● **REQUEST**: Please count how many lines in the data below contain the string "beige", with case taken into account. Reply with the number alone.

(Rows from a pointing dataset)
------------------------------------------------------------

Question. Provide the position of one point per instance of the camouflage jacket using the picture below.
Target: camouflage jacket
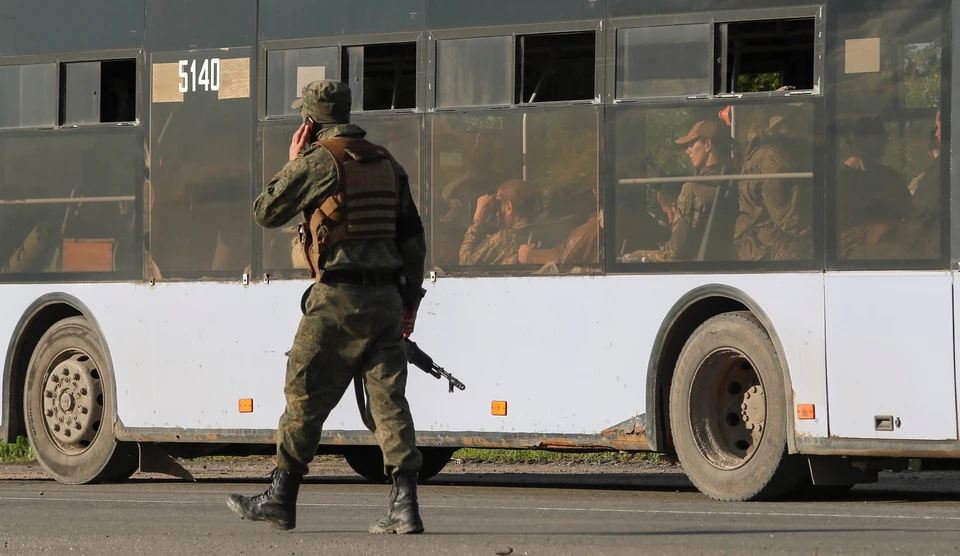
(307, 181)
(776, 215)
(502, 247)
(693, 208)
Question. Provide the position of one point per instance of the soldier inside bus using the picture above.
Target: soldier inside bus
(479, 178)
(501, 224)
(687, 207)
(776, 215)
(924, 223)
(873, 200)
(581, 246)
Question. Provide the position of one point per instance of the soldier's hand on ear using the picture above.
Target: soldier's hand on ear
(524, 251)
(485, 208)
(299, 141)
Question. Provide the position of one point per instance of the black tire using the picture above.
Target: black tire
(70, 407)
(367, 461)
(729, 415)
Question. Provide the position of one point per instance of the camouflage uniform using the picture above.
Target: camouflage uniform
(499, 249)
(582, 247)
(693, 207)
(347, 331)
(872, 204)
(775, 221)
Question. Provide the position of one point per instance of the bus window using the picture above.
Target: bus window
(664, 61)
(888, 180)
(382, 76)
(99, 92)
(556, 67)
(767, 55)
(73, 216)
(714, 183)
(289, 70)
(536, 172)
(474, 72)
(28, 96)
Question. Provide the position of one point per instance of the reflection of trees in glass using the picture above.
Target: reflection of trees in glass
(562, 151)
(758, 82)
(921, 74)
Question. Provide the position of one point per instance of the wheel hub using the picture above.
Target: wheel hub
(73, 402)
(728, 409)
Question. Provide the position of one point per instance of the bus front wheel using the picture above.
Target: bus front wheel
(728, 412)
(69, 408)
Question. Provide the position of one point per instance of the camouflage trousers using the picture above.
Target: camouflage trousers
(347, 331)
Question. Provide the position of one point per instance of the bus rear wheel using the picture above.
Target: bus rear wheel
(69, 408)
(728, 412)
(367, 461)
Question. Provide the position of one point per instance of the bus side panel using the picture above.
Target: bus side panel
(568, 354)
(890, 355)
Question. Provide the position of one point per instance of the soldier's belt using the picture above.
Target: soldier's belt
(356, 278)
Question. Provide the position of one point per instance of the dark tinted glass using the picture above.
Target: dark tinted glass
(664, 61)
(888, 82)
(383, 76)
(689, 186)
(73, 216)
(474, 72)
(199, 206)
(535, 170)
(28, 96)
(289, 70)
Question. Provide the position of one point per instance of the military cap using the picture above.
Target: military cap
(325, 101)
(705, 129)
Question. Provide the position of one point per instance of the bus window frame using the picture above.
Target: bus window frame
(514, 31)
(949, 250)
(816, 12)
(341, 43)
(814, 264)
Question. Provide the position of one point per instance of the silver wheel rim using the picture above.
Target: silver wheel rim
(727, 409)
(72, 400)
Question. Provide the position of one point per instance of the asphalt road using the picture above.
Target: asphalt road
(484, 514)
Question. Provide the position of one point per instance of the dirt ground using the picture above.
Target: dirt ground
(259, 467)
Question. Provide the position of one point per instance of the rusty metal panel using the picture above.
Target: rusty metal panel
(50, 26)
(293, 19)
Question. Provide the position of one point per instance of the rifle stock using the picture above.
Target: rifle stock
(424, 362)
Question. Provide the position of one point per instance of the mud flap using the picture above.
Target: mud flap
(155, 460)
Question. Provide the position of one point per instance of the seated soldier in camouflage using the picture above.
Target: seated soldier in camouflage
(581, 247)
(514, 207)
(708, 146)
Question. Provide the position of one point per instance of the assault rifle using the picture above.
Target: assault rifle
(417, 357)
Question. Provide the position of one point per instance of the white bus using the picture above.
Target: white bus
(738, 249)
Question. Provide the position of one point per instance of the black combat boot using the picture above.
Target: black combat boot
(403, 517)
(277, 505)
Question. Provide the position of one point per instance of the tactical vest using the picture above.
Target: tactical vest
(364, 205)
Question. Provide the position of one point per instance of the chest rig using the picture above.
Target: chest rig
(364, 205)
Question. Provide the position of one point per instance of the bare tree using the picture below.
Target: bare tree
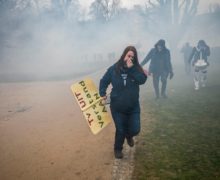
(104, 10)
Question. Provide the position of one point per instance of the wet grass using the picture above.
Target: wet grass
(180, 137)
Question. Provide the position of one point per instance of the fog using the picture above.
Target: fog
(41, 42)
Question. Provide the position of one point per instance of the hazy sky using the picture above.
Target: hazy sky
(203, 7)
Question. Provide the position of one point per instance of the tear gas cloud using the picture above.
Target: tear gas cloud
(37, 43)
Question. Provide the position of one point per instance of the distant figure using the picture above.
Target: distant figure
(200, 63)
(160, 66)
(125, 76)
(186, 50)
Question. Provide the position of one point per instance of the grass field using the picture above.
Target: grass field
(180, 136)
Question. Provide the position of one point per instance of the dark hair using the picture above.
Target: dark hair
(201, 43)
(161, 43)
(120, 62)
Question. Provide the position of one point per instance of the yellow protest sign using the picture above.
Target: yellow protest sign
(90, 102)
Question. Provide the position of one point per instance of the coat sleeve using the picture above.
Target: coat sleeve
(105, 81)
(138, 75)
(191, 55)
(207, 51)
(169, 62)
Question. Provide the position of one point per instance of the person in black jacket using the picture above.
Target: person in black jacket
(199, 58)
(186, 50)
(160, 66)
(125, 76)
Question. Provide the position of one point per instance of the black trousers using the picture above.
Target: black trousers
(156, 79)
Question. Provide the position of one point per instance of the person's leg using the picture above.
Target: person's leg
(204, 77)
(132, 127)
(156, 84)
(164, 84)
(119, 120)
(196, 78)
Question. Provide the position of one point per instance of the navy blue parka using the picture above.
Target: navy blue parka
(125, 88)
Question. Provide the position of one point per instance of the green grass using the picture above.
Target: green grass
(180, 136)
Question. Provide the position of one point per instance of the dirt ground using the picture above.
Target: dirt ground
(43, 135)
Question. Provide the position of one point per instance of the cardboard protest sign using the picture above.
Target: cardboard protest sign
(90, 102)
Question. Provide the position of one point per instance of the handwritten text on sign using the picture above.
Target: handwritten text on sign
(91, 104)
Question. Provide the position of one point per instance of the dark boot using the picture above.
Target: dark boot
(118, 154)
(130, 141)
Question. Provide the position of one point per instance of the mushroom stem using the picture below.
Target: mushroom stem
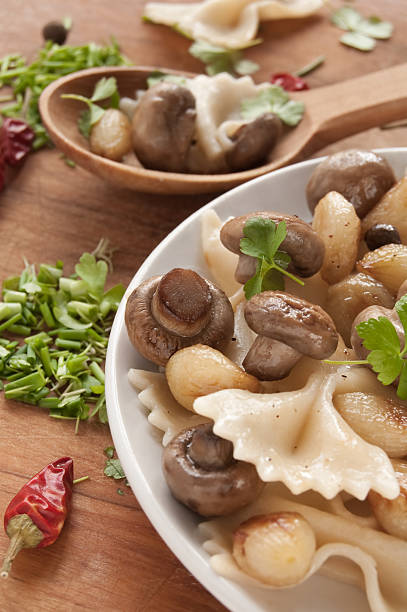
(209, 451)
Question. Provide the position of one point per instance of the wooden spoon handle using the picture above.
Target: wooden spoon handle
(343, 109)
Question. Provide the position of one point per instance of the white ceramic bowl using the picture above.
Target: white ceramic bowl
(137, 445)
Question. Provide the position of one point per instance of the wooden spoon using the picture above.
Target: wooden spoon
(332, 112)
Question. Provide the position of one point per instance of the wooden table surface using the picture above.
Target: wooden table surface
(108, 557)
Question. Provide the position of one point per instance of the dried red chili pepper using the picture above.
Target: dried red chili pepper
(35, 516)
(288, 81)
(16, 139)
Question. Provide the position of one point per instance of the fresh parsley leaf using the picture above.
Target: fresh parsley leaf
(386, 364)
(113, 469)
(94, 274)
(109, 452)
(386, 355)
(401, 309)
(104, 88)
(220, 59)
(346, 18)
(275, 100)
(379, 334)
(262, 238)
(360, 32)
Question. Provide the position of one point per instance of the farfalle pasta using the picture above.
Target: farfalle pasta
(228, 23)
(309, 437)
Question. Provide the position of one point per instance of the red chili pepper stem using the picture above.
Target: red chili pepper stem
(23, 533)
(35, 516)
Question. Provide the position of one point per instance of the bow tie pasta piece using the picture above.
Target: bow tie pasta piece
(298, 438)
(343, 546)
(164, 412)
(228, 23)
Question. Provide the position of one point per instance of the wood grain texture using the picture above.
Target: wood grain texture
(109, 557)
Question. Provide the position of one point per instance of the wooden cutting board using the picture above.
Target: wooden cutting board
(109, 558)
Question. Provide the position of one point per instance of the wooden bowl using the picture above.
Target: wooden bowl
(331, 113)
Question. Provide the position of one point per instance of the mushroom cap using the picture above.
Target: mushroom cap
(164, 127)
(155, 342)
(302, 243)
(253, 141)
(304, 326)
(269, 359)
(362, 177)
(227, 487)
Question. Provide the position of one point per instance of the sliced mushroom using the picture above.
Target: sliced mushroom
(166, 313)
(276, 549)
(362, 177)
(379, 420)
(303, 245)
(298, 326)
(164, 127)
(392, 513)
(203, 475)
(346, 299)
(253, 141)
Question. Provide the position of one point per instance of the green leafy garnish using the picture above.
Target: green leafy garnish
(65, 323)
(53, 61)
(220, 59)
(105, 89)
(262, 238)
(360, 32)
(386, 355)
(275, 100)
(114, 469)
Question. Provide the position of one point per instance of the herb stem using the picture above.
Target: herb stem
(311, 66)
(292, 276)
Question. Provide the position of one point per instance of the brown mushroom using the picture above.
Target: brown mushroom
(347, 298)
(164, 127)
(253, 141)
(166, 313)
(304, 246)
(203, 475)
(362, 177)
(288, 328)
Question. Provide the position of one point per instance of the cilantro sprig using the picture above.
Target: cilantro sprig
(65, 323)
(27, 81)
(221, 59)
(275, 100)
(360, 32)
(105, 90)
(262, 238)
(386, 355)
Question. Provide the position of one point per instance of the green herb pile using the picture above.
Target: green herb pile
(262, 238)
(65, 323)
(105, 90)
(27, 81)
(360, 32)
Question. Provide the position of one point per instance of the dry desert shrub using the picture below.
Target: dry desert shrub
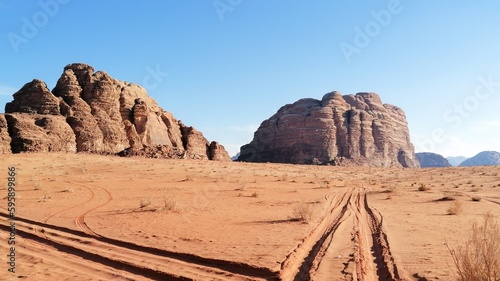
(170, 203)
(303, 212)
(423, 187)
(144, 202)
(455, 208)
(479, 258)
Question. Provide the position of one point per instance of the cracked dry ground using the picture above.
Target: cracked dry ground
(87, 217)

------------------------------------------------------------

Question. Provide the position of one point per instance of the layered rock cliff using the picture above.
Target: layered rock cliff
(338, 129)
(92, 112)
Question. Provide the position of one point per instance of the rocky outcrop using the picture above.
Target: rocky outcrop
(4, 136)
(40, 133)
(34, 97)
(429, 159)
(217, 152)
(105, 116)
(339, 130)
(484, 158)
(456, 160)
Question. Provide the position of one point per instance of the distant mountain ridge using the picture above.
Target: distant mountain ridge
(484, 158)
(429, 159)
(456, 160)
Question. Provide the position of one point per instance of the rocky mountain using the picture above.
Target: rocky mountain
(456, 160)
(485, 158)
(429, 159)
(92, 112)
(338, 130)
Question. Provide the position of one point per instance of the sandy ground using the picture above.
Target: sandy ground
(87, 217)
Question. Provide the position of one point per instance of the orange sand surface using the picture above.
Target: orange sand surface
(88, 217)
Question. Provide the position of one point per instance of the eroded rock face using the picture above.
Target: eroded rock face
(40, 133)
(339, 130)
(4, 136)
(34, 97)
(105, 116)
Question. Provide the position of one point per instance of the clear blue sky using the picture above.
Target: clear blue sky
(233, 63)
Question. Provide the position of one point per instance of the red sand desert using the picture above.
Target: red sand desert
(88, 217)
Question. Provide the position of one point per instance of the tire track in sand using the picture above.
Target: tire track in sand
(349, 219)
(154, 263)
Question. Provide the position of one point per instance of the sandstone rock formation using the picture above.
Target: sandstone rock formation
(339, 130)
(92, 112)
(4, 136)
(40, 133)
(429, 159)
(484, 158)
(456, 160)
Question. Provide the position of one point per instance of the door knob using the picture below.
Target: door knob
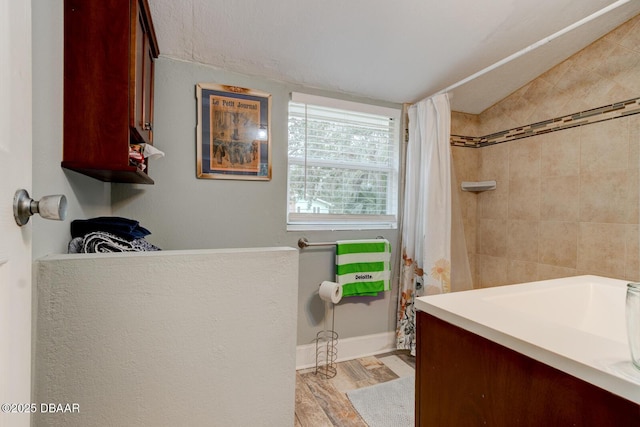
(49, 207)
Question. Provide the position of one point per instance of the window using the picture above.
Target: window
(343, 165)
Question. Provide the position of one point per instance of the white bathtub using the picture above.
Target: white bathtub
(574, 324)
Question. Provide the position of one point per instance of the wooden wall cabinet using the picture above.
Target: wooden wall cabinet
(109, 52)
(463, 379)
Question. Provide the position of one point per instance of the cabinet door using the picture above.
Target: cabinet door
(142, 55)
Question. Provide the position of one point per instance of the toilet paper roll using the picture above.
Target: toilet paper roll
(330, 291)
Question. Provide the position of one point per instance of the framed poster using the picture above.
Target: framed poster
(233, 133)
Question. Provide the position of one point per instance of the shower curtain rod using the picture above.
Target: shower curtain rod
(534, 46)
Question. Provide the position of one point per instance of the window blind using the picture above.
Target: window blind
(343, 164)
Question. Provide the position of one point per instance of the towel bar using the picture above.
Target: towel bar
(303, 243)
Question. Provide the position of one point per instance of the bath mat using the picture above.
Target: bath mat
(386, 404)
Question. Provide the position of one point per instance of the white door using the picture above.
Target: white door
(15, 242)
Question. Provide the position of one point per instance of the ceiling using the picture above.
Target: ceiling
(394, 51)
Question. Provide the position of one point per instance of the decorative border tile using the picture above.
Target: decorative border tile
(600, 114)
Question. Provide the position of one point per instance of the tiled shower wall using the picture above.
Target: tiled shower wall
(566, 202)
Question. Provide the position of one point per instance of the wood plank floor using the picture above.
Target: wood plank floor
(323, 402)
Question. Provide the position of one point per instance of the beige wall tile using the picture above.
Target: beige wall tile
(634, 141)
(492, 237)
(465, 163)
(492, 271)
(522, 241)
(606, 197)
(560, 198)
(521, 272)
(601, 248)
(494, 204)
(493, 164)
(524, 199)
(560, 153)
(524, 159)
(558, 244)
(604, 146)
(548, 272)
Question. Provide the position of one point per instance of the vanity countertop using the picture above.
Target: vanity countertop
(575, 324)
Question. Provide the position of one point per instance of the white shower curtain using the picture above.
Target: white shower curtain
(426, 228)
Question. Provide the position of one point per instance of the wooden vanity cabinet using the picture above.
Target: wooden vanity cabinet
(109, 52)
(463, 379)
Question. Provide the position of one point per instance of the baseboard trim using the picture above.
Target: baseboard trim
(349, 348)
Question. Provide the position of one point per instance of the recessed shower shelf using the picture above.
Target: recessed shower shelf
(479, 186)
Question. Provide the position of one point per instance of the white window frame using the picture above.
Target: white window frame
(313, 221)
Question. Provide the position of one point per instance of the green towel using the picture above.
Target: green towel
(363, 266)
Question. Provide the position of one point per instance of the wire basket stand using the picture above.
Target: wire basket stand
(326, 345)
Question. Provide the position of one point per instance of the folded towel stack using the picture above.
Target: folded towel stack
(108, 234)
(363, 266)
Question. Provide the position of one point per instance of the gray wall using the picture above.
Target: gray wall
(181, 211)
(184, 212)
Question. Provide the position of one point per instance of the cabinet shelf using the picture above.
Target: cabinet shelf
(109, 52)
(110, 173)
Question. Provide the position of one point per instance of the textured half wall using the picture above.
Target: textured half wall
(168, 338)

------------------------------------------------------------

● **FINAL ANSWER**: 2